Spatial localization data
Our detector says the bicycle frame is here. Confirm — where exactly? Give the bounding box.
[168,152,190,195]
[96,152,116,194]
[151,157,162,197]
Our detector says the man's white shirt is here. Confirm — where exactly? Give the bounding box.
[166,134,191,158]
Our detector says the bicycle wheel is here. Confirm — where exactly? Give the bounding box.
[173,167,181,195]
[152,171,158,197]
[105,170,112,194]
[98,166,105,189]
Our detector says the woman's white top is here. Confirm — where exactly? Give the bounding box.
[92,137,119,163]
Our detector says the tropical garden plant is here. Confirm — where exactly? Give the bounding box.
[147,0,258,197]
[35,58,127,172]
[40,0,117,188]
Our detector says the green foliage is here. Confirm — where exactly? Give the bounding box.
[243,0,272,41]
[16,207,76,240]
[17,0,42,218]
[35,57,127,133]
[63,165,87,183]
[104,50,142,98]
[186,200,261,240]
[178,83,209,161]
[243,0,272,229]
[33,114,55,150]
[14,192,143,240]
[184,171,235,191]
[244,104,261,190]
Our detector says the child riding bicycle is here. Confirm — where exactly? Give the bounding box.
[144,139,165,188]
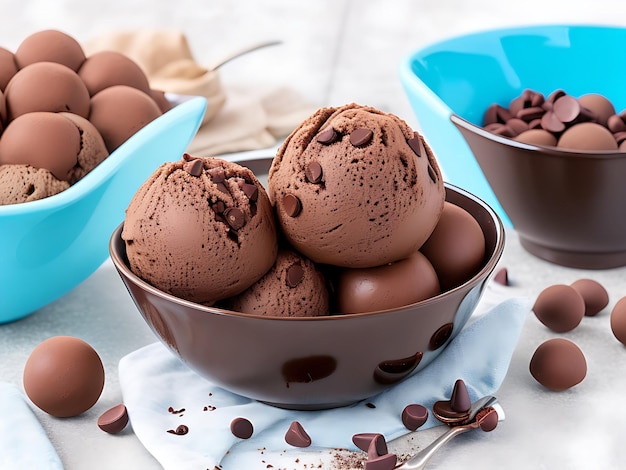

**WORK INSTRUCTIONS**
Above are the records; repeat them exactly, omitting every picture.

**EXERCISE SOLUTION**
Our detector says the bicycle frame is here. Confirm — where exactly? Give the bounding box.
[168,152,190,195]
[96,152,116,194]
[151,157,162,197]
Our detector says the man's white shirt is here. Confirm — where exactly? Give the bounding box.
[166,134,191,158]
Our detector says the bicycle wheel is here. Confirm — where exactly? Give the bounding box.
[173,167,181,195]
[152,171,158,197]
[105,170,112,194]
[98,166,105,189]
Our detector says the woman's white top is here. Confirm — where exactly? Give the bounding box.
[92,137,119,163]
Our detector says the tropical garden plant is here. Confirm — where exactly? Give the bounding box.
[147,0,258,197]
[35,58,127,172]
[40,0,117,188]
Our detector says the green foliage is here. Confirm — where exactly? Give the bounding box.
[243,0,272,41]
[16,207,76,240]
[17,0,42,218]
[35,57,127,133]
[63,165,87,183]
[104,50,142,98]
[186,200,261,240]
[178,83,209,161]
[243,0,272,229]
[33,114,55,150]
[14,192,143,240]
[184,171,235,191]
[244,104,261,190]
Our detector says the child riding bicycle is here. Confirm — where exactly? Give the bounding box.
[144,139,165,188]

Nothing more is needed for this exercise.